Render the items below as a numbered list, one line per entry, with blank lines and pictures left out.

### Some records
┄┄┄┄┄┄

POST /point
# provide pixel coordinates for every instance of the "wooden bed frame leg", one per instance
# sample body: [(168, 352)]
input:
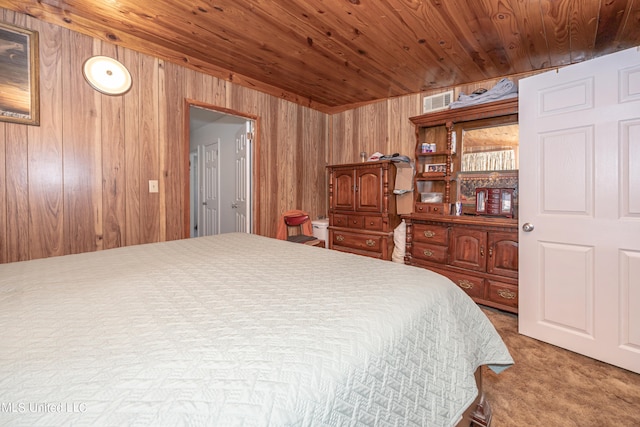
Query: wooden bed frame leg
[(481, 417)]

┄┄┄┄┄┄

### TASK RESPONSE
1. POST /point
2. # provide pixel coordinates for every instance of the "wooden bed frame leg", one per instance
3. # sample body: [(168, 352)]
4. input:
5. Query: wooden bed frame leg
6. [(481, 417)]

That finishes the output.